Exercise aim
Write out the lines from the start of the rows through the line with "[1129, 333, 1247, 397]" again, with "wooden" swapped for "brick" and all else kept the same. Leave the pictures out.

[Saved entries]
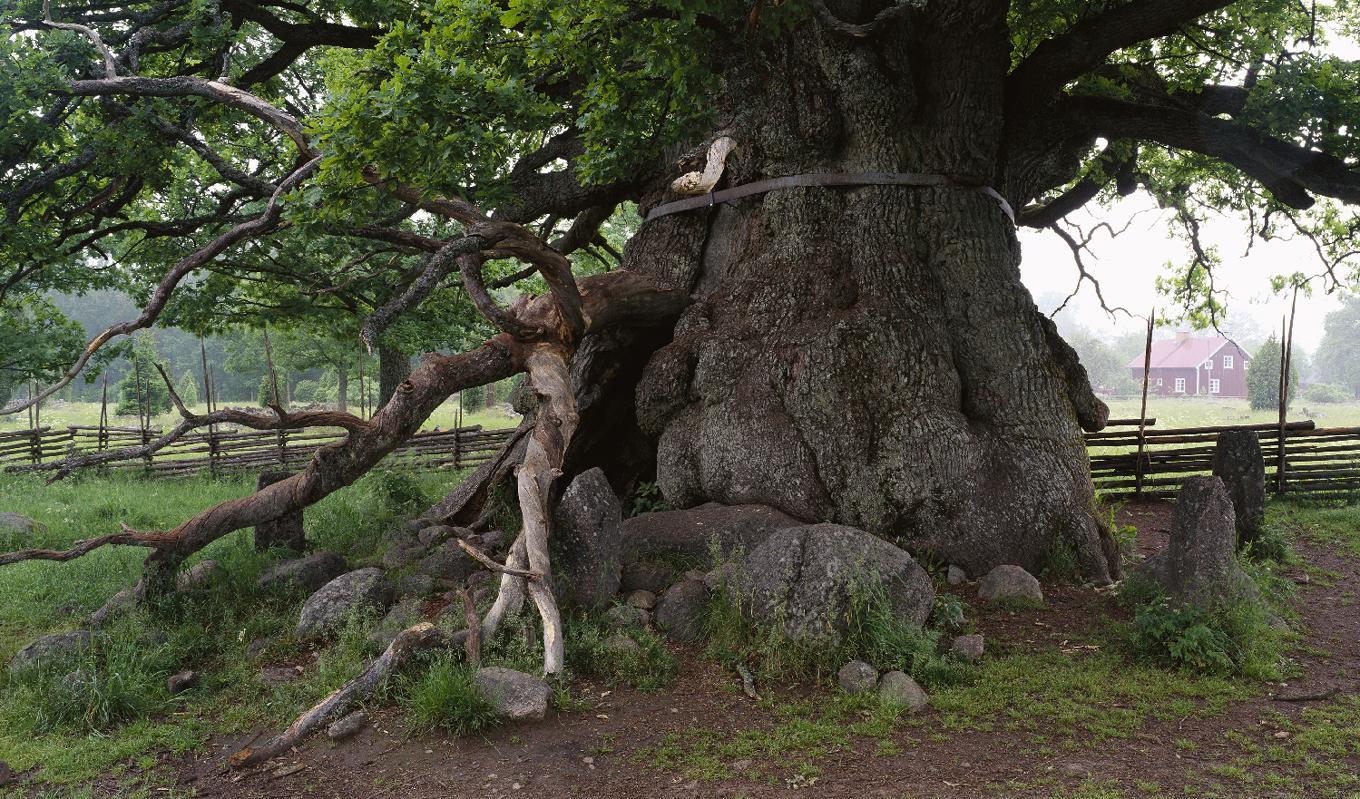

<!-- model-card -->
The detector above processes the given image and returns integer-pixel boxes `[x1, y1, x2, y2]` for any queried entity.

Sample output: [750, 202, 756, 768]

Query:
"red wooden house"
[1129, 333, 1247, 397]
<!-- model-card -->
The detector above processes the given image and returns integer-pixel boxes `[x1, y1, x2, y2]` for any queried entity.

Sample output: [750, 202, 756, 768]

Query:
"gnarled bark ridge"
[626, 14, 1117, 580]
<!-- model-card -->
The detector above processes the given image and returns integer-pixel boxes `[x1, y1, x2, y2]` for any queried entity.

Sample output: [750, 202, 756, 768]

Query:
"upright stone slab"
[256, 470, 306, 554]
[552, 469, 623, 607]
[1141, 477, 1259, 606]
[1213, 429, 1266, 546]
[736, 525, 934, 641]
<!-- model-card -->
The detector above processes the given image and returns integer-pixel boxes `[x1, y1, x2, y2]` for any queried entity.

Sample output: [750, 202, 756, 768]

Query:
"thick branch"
[1064, 96, 1360, 208]
[1008, 0, 1232, 109]
[63, 76, 318, 160]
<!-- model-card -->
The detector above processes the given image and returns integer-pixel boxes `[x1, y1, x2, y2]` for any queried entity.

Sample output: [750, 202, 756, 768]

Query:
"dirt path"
[174, 504, 1360, 799]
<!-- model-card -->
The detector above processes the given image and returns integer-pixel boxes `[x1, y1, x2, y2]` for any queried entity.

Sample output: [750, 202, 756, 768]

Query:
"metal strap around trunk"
[645, 173, 1016, 224]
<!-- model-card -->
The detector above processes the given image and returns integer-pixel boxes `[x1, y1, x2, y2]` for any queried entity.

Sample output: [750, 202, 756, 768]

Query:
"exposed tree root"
[228, 621, 452, 769]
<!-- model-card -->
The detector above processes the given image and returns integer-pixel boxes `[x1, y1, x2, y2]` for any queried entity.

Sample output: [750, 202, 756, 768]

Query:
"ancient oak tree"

Solution for this exercise
<!-- model-card -->
The detector above processes the given image and returns integer-pixel boxes `[x1, y1, x2, y2]` for any queried entity.

Sample output: [750, 202, 756, 768]

Query:
"red brick house"
[1129, 333, 1247, 397]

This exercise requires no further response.